# My first generation fire will not charge



## geniebeanie (Apr 23, 2009)

I even tried leaving it charging over night.  Any suggestions would be appreciated.


----------



## Ann in Arlington (Oct 27, 2008)

When you plug it in, does the light go on?

Where are you plugging it in?

Some computers may not have powered USB porst and won't be able to charge it.

A wall socket that's on a switch might be turned off.

Also try a different charger.


----------



## geniebeanie (Apr 23, 2009)

No light goes on and it is plugged in the wall.  The same charger charged my little kindle with specials.  It does not work on the fire.  I am wondering if I should change the battery?


----------



## RavenclawPrefect (May 4, 2009)

The same thing happened to my first gen Fire right before Christmas.  I called Amazon, we tried everything ( and verified with another Fire that it was not the charger or the wall socket)  I ended up getting a replacement Fire sent to me.  

Call Amazon support, they are great.


----------



## Ann in Arlington (Oct 27, 2008)

geniebeanie said:


> No light goes on and it is plugged in the wall. The same charger charged my little kindle with specials. It does not work on the fire. I am wondering if I should change the battery?


Then it sounds like there is a problem. . . Kindle CS may be able to help, even if the device is out of warranty. Definitely give them a call -- contact information is in a post at the top of the Tips, Tricks, and Troubleshooting board.


----------



## geniebeanie (Apr 23, 2009)

What is the number?  Thanks a lot.


----------



## Betsy the Quilter (Oct 27, 2008)

It's in a sticky at the top of the Tips, Tricks & Troubleshooting board, geniebeanie.

Betsy


----------



## Madeline (Jun 5, 2010)

I had this problem with my Keyboard Kindle.  It worked fine for a while, but then just stopped charging.  When the battery ran out, it would then not turn on. 

I called Amazon CS.  They overnighted me a Fed Ex shipping label and a box, I put it in the box and dropped it off at Fed Ex.  In two days, a replacement Kindle arrived at my door.  

Call them.  They'll take care of it for you.  For free.


----------



## Ann in Arlington (Oct 27, 2008)

Madeline said:


> I had this problem with my Keyboard Kindle. It worked fine for a while, but then just stopped charging. When the battery ran out, it would then not turn on.

__RECORDS FOR PROCESSING__.
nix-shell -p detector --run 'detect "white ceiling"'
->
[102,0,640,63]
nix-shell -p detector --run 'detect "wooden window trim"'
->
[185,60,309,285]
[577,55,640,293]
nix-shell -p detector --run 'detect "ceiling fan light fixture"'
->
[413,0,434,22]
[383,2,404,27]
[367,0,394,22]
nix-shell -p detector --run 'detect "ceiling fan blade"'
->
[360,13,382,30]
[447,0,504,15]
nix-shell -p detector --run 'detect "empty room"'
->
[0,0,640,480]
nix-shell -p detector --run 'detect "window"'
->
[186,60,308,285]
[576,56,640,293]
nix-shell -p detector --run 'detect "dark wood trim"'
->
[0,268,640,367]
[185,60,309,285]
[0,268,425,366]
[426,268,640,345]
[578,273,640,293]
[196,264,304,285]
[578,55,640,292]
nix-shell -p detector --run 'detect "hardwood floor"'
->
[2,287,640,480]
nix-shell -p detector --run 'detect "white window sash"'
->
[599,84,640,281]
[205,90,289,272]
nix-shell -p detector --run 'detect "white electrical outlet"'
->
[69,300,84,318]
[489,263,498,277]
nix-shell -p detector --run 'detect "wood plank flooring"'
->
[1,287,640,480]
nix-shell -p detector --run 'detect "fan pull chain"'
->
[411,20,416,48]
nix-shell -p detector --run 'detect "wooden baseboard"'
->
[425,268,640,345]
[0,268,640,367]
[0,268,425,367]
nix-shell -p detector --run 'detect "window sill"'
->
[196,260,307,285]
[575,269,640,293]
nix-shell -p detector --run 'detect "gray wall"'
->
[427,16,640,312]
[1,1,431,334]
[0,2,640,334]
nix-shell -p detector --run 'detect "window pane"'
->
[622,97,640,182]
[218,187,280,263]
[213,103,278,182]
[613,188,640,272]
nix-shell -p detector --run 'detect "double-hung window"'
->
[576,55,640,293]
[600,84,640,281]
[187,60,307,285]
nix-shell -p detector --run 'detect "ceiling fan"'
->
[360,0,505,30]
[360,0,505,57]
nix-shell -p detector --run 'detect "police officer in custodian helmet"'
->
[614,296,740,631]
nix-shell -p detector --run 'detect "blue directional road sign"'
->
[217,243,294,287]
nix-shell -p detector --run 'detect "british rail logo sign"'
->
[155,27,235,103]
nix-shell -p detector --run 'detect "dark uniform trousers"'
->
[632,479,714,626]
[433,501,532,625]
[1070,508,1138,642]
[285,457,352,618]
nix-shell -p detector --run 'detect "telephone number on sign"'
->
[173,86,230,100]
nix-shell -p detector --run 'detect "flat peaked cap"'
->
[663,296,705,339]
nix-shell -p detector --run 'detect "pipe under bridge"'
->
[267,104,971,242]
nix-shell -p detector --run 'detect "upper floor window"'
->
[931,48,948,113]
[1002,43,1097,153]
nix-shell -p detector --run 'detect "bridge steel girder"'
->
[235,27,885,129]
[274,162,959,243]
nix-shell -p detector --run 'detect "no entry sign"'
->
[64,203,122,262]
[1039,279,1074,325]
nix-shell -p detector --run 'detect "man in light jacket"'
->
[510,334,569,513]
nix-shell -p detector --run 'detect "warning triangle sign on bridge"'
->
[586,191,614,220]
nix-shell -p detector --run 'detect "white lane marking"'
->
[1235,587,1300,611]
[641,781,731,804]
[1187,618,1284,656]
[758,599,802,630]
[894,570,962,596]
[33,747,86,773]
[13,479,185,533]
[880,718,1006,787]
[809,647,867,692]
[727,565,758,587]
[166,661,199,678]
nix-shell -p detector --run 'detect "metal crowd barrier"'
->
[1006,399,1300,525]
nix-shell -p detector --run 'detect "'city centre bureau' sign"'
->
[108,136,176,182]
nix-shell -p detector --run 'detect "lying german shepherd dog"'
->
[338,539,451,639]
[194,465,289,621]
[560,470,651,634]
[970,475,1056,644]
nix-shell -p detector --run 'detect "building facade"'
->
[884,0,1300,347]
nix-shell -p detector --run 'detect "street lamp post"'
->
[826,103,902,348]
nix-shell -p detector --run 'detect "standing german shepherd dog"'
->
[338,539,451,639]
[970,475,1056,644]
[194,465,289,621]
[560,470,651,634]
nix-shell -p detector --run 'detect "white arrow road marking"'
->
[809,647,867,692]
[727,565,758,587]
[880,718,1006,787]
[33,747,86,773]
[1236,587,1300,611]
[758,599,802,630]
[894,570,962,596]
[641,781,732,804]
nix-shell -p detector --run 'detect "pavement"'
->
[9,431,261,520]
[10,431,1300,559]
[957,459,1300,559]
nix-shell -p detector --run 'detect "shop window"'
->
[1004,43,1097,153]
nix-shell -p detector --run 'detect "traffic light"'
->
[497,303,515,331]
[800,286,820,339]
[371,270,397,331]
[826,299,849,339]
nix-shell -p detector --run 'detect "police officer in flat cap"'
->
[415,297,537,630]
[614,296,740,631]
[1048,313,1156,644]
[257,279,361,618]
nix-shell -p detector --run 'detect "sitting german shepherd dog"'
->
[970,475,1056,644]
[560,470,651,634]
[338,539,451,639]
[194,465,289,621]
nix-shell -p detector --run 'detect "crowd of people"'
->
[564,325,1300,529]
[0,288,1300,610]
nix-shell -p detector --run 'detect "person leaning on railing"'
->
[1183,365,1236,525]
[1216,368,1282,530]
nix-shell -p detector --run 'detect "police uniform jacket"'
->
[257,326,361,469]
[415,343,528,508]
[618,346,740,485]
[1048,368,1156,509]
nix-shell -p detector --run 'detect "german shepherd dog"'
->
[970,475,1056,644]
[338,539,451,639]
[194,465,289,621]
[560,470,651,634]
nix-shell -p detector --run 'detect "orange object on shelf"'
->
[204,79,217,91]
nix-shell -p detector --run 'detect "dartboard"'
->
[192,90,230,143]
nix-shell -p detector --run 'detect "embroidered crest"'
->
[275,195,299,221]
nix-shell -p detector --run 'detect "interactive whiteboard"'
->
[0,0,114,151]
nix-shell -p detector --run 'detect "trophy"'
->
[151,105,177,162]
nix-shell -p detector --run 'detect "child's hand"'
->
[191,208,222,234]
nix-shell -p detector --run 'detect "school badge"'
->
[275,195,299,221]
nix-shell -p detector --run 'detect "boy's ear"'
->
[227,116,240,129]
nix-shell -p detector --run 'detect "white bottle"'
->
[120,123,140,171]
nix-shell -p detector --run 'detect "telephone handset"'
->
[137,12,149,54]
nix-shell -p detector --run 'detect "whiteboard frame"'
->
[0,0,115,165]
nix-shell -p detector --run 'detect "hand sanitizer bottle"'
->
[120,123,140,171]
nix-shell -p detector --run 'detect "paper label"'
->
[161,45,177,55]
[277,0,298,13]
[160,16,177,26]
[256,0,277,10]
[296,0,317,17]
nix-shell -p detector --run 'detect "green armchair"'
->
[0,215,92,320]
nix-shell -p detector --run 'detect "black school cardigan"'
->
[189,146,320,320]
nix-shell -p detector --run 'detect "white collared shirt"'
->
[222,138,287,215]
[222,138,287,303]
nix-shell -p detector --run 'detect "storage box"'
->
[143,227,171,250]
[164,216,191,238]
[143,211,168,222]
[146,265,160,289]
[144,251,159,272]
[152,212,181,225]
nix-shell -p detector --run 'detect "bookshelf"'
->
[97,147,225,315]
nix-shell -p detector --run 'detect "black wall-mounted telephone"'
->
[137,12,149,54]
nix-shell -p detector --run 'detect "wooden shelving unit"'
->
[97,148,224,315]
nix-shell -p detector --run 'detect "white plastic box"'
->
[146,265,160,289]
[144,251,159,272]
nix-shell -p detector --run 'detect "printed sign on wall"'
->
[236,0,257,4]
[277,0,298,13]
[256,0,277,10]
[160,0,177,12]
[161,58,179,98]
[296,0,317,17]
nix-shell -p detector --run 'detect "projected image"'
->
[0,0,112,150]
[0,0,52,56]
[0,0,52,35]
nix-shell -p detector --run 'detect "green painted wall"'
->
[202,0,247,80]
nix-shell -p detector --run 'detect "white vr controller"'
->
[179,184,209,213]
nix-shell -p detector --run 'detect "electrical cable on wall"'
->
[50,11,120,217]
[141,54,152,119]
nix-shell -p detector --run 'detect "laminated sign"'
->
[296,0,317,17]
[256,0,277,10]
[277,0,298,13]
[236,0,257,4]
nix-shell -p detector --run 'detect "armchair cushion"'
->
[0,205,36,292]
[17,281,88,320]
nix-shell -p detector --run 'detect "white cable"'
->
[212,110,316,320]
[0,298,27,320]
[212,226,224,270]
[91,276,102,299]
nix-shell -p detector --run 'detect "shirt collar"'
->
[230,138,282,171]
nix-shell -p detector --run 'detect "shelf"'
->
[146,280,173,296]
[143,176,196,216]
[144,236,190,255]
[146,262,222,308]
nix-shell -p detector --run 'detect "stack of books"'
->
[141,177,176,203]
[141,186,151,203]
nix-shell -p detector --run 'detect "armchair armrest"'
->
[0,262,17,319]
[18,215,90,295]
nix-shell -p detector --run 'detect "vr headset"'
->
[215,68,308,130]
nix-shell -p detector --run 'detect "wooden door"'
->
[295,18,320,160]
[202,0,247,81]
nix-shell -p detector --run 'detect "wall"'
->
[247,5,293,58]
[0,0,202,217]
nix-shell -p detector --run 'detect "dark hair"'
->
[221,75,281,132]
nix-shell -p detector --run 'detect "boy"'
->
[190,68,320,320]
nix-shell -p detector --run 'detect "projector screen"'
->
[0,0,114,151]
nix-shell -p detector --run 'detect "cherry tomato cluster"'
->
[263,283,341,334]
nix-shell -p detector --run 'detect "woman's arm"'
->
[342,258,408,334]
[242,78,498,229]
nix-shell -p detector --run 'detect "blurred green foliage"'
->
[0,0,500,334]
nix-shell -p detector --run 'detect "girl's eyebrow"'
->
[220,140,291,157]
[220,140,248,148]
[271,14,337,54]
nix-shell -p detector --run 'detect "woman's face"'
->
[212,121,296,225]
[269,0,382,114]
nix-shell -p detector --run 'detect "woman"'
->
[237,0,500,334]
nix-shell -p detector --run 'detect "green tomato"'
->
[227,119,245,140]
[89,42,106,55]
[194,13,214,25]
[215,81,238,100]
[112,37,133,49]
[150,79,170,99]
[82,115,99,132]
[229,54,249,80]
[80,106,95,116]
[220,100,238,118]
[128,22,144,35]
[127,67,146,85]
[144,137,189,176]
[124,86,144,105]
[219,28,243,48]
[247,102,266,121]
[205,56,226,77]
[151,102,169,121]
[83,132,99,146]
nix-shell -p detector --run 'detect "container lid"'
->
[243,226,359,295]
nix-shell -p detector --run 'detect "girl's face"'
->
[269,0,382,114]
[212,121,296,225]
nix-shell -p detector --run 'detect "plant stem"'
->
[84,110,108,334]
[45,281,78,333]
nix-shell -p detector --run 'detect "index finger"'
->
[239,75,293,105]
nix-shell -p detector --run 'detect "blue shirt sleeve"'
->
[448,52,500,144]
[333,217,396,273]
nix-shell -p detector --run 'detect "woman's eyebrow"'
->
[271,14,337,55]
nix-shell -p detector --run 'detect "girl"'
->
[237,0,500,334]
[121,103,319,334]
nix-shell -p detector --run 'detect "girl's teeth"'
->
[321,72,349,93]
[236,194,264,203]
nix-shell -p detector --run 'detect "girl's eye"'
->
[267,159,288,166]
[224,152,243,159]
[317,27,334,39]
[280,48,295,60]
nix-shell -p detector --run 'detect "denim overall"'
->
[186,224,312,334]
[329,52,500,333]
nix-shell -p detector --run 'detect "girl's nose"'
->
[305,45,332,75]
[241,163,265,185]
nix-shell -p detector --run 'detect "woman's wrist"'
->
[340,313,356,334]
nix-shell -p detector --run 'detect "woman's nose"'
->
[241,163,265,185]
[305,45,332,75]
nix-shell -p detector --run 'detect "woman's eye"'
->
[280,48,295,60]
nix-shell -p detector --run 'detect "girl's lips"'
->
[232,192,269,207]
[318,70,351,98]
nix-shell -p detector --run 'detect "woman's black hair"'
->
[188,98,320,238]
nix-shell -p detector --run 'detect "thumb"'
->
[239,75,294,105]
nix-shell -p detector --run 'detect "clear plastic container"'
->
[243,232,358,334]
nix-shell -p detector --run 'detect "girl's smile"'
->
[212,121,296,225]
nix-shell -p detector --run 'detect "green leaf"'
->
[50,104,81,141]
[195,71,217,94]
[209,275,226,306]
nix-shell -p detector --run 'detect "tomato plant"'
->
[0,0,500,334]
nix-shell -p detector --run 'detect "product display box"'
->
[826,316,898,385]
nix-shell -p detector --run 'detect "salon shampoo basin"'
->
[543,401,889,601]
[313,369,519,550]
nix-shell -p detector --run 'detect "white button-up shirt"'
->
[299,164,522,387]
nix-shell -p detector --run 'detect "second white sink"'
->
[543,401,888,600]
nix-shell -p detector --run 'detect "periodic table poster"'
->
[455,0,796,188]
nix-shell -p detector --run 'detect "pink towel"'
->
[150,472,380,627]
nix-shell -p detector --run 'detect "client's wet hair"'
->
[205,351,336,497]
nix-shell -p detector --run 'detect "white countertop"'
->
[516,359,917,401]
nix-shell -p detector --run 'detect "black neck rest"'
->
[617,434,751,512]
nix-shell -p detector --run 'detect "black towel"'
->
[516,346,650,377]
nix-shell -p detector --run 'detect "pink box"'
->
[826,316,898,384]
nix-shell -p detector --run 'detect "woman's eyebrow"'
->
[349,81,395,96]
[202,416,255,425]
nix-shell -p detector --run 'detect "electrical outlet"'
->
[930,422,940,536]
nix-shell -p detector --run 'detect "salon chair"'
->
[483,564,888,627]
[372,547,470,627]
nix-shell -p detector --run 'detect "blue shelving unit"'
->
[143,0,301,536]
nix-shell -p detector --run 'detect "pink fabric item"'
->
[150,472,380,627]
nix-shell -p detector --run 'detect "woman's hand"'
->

__SHORT EXERCISE A__. Filter the records down to every line that contains the string "electrical", matching case exactly.
__SHORT EXERCISE B__. Proceed with the forum thread about the Kindle Fire that will not charge, picking up right after its last line.
The records are unrelated to the forum thread about the Kindle Fire that will not charge.

__EXPECTED ANSWER A__.
nix-shell -p detector --run 'detect "white electrical outlet"'
nix-shell -p detector --run 'detect "electrical cable on wall"'
nix-shell -p detector --run 'detect "electrical outlet"'

__EXPECTED ANSWER B__.
> 
> I called Amazon CS. They overnighted me a Fed Ex shipping label and a box, I put it in the box and dropped it off at Fed Ex. In two days, a replacement Kindle arrived at my door.
> 
> Call them. They'll take care of it for you. For free.


If the device is under warranty, for sure! If not, they may or may not replace it free. . . . . .they are not required to, but depending on the problem sometimes do. At the least, I bet they'll offer a discount on a new device.


----------



## Gertie Kindle (Nov 6, 2008)

Ann in Arlington said:


> If the device is under warranty, for sure! If not, they may or may not replace it free. . . . . .they are not required to, but depending on the problem sometimes do. At the least, I bet they'll offer a discount on a new device.


They gave me an excellent discount on a Fire when GS's two year old KK went kaput. I could have gotten a discount on a new Kindle but for a teenager, the Fire was a better choice.


----------



## geniebeanie (Apr 23, 2009)

Thanks to everyone,Amazon is sending me a new charger and if this does not work they will replace my fire.  Again thanks for the help.


----------



## Betsy the Quilter (Oct 27, 2008)

Let us know, geaniebeanie!

Betsy


----------



## Cyanide5000 (Aug 30, 2010)

Doubt it will be the charger, but I guess a fuse could have blown - Amazon CS are really good though and will look after you properly!


----------



## geniebeanie (Apr 23, 2009)

Amazon is sending me a new fire,will have it next week. I was still under the extended warrenity.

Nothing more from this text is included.